What needs to be done » Count the lines in the items below that contain the string "white". Reply with only the number.

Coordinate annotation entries
--

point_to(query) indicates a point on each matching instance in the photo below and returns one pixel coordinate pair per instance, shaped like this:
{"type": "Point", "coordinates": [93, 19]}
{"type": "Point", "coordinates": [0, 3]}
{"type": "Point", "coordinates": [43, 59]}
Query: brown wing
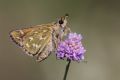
{"type": "Point", "coordinates": [34, 40]}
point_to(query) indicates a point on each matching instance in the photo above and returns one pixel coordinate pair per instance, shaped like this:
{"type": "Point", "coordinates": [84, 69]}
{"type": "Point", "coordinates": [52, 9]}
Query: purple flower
{"type": "Point", "coordinates": [71, 48]}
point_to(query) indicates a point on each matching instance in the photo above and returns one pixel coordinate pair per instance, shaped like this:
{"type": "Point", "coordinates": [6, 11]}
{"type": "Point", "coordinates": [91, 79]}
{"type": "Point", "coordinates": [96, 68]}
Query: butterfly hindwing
{"type": "Point", "coordinates": [35, 41]}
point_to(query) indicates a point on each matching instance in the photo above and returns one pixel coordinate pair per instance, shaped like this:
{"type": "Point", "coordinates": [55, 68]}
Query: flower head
{"type": "Point", "coordinates": [71, 48]}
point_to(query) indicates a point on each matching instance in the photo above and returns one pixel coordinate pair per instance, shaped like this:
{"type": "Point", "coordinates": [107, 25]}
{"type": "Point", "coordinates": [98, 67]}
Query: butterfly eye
{"type": "Point", "coordinates": [60, 21]}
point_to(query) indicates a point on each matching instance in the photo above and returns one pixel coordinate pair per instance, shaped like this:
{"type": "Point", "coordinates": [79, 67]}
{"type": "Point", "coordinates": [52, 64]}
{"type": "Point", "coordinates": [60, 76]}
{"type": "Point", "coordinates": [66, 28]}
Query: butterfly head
{"type": "Point", "coordinates": [63, 21]}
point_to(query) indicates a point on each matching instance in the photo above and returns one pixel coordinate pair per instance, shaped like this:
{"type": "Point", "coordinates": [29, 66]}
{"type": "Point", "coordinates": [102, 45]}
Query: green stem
{"type": "Point", "coordinates": [66, 70]}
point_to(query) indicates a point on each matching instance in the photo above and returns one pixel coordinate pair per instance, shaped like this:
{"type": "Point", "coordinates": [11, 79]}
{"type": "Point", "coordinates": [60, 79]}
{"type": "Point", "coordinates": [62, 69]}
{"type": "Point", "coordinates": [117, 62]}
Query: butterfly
{"type": "Point", "coordinates": [41, 40]}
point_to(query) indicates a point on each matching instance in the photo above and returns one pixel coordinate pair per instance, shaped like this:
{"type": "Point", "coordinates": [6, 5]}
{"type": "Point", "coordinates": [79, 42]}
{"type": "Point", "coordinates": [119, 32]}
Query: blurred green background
{"type": "Point", "coordinates": [97, 20]}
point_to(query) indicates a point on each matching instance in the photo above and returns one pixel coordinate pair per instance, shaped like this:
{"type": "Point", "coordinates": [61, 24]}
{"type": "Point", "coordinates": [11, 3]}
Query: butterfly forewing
{"type": "Point", "coordinates": [34, 40]}
{"type": "Point", "coordinates": [39, 41]}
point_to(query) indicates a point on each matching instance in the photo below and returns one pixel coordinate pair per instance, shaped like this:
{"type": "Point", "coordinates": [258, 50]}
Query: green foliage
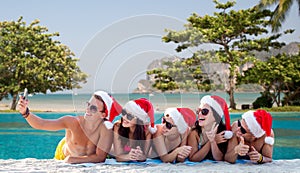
{"type": "Point", "coordinates": [265, 100]}
{"type": "Point", "coordinates": [236, 33]}
{"type": "Point", "coordinates": [31, 57]}
{"type": "Point", "coordinates": [280, 11]}
{"type": "Point", "coordinates": [279, 74]}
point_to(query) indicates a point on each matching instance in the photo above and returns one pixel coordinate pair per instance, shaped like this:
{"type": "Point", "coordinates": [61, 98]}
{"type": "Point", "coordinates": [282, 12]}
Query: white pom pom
{"type": "Point", "coordinates": [228, 134]}
{"type": "Point", "coordinates": [152, 129]}
{"type": "Point", "coordinates": [269, 140]}
{"type": "Point", "coordinates": [108, 124]}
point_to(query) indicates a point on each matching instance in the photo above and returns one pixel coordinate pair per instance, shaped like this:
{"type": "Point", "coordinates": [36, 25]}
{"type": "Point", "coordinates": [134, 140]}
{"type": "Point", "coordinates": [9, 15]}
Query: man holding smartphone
{"type": "Point", "coordinates": [88, 138]}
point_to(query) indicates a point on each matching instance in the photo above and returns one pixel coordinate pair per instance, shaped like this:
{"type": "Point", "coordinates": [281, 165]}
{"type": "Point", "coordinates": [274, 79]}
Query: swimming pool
{"type": "Point", "coordinates": [18, 140]}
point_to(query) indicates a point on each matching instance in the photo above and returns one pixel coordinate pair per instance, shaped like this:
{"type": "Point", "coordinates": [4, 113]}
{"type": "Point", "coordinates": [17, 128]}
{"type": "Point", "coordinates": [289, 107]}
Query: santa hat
{"type": "Point", "coordinates": [182, 118]}
{"type": "Point", "coordinates": [143, 109]}
{"type": "Point", "coordinates": [220, 106]}
{"type": "Point", "coordinates": [113, 108]}
{"type": "Point", "coordinates": [259, 123]}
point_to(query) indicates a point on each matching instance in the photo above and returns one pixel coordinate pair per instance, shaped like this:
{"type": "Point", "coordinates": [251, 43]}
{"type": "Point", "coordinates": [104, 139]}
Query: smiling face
{"type": "Point", "coordinates": [169, 127]}
{"type": "Point", "coordinates": [244, 131]}
{"type": "Point", "coordinates": [205, 115]}
{"type": "Point", "coordinates": [95, 109]}
{"type": "Point", "coordinates": [128, 119]}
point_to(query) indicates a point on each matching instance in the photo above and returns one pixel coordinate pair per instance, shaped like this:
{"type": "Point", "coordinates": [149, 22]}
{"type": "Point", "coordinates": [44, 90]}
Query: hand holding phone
{"type": "Point", "coordinates": [24, 110]}
{"type": "Point", "coordinates": [25, 94]}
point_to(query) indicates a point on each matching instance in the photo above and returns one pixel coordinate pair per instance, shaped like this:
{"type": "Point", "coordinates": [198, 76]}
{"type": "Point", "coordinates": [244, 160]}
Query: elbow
{"type": "Point", "coordinates": [230, 160]}
{"type": "Point", "coordinates": [192, 159]}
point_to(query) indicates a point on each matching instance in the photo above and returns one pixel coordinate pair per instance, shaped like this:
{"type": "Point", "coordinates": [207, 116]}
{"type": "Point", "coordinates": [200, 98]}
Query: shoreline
{"type": "Point", "coordinates": [51, 165]}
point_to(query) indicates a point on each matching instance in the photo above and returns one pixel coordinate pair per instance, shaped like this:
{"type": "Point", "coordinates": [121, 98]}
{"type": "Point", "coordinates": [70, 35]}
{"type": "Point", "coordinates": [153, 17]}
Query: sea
{"type": "Point", "coordinates": [18, 140]}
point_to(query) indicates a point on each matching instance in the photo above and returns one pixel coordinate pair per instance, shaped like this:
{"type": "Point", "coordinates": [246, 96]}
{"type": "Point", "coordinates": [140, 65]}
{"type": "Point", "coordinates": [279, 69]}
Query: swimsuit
{"type": "Point", "coordinates": [59, 154]}
{"type": "Point", "coordinates": [127, 148]}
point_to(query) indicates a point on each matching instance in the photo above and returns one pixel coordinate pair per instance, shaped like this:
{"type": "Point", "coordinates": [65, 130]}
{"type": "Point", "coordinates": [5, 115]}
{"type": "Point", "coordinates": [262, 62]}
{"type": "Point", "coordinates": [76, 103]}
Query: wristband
{"type": "Point", "coordinates": [26, 113]}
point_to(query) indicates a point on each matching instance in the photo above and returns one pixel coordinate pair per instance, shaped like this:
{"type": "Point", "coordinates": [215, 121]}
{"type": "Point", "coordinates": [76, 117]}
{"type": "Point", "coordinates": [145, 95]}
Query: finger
{"type": "Point", "coordinates": [242, 140]}
{"type": "Point", "coordinates": [216, 128]}
{"type": "Point", "coordinates": [221, 133]}
{"type": "Point", "coordinates": [213, 126]}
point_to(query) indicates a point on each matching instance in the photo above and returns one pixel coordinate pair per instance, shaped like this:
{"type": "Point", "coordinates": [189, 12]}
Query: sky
{"type": "Point", "coordinates": [116, 40]}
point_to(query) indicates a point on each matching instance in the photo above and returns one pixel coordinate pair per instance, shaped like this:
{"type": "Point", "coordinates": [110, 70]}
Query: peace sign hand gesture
{"type": "Point", "coordinates": [211, 135]}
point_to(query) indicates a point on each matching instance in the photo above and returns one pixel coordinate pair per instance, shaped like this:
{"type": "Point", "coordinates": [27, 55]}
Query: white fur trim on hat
{"type": "Point", "coordinates": [106, 98]}
{"type": "Point", "coordinates": [152, 129]}
{"type": "Point", "coordinates": [228, 134]}
{"type": "Point", "coordinates": [252, 124]}
{"type": "Point", "coordinates": [212, 103]}
{"type": "Point", "coordinates": [108, 124]}
{"type": "Point", "coordinates": [135, 109]}
{"type": "Point", "coordinates": [177, 119]}
{"type": "Point", "coordinates": [269, 140]}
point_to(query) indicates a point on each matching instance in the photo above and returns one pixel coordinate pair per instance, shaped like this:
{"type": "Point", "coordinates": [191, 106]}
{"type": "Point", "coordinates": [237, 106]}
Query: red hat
{"type": "Point", "coordinates": [259, 123]}
{"type": "Point", "coordinates": [220, 106]}
{"type": "Point", "coordinates": [182, 117]}
{"type": "Point", "coordinates": [113, 108]}
{"type": "Point", "coordinates": [143, 109]}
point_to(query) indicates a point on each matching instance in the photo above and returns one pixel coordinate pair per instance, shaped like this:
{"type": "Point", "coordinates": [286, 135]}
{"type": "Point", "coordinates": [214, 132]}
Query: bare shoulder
{"type": "Point", "coordinates": [159, 130]}
{"type": "Point", "coordinates": [272, 133]}
{"type": "Point", "coordinates": [116, 126]}
{"type": "Point", "coordinates": [104, 128]}
{"type": "Point", "coordinates": [193, 133]}
{"type": "Point", "coordinates": [69, 119]}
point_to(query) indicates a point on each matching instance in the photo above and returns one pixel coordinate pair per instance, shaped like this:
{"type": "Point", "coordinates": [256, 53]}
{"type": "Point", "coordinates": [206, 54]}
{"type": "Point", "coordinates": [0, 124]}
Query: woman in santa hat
{"type": "Point", "coordinates": [171, 137]}
{"type": "Point", "coordinates": [254, 138]}
{"type": "Point", "coordinates": [209, 137]}
{"type": "Point", "coordinates": [132, 134]}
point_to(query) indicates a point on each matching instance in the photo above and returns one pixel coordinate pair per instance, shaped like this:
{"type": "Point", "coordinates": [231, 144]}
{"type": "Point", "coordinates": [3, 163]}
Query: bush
{"type": "Point", "coordinates": [265, 100]}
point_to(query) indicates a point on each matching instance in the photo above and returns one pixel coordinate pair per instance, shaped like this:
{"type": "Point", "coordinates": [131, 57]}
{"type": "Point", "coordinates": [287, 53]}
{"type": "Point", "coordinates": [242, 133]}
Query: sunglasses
{"type": "Point", "coordinates": [93, 108]}
{"type": "Point", "coordinates": [243, 131]}
{"type": "Point", "coordinates": [168, 124]}
{"type": "Point", "coordinates": [128, 115]}
{"type": "Point", "coordinates": [203, 111]}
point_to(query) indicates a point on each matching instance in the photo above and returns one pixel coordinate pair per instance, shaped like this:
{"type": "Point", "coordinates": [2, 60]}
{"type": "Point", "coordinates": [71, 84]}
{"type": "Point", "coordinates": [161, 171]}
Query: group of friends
{"type": "Point", "coordinates": [183, 133]}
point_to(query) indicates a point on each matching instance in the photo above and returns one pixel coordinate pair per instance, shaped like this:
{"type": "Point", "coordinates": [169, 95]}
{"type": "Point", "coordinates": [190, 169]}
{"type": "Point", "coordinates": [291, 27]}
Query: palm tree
{"type": "Point", "coordinates": [280, 12]}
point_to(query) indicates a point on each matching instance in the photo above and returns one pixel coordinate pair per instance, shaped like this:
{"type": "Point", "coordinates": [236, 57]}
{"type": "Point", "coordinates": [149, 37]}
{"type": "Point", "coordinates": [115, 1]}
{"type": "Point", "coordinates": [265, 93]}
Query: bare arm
{"type": "Point", "coordinates": [118, 149]}
{"type": "Point", "coordinates": [266, 152]}
{"type": "Point", "coordinates": [45, 124]}
{"type": "Point", "coordinates": [231, 154]}
{"type": "Point", "coordinates": [185, 152]}
{"type": "Point", "coordinates": [161, 149]}
{"type": "Point", "coordinates": [211, 135]}
{"type": "Point", "coordinates": [103, 147]}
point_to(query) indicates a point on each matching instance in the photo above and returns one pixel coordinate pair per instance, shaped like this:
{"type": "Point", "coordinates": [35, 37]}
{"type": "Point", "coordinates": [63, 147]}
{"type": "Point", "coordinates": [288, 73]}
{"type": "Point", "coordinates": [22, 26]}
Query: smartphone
{"type": "Point", "coordinates": [25, 94]}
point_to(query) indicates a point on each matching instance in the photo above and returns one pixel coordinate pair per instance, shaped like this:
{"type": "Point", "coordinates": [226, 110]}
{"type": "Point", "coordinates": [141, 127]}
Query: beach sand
{"type": "Point", "coordinates": [50, 165]}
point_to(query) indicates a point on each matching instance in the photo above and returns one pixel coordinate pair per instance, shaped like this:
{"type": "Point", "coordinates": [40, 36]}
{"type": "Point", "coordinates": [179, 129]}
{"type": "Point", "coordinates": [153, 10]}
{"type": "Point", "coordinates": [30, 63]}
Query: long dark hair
{"type": "Point", "coordinates": [222, 127]}
{"type": "Point", "coordinates": [139, 135]}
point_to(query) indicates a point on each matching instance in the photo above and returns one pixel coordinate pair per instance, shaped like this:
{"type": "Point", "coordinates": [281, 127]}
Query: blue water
{"type": "Point", "coordinates": [18, 140]}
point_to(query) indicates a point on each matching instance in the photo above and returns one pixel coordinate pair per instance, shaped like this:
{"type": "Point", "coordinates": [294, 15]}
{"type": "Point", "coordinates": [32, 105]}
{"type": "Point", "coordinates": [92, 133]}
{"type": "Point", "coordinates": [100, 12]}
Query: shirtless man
{"type": "Point", "coordinates": [253, 139]}
{"type": "Point", "coordinates": [88, 138]}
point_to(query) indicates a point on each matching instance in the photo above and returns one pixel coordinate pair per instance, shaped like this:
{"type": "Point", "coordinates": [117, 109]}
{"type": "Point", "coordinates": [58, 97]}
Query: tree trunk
{"type": "Point", "coordinates": [231, 92]}
{"type": "Point", "coordinates": [14, 102]}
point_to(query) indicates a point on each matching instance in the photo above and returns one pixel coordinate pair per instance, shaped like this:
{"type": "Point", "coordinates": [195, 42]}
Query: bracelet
{"type": "Point", "coordinates": [26, 113]}
{"type": "Point", "coordinates": [261, 158]}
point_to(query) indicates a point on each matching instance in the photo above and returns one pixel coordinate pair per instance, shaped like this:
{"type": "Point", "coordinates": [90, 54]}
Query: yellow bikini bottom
{"type": "Point", "coordinates": [59, 154]}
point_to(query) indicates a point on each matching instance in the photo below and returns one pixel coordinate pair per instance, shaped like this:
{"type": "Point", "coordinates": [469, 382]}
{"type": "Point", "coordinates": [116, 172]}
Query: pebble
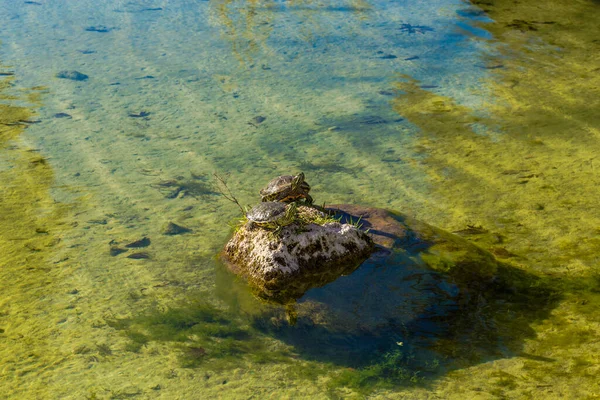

--

The response » 2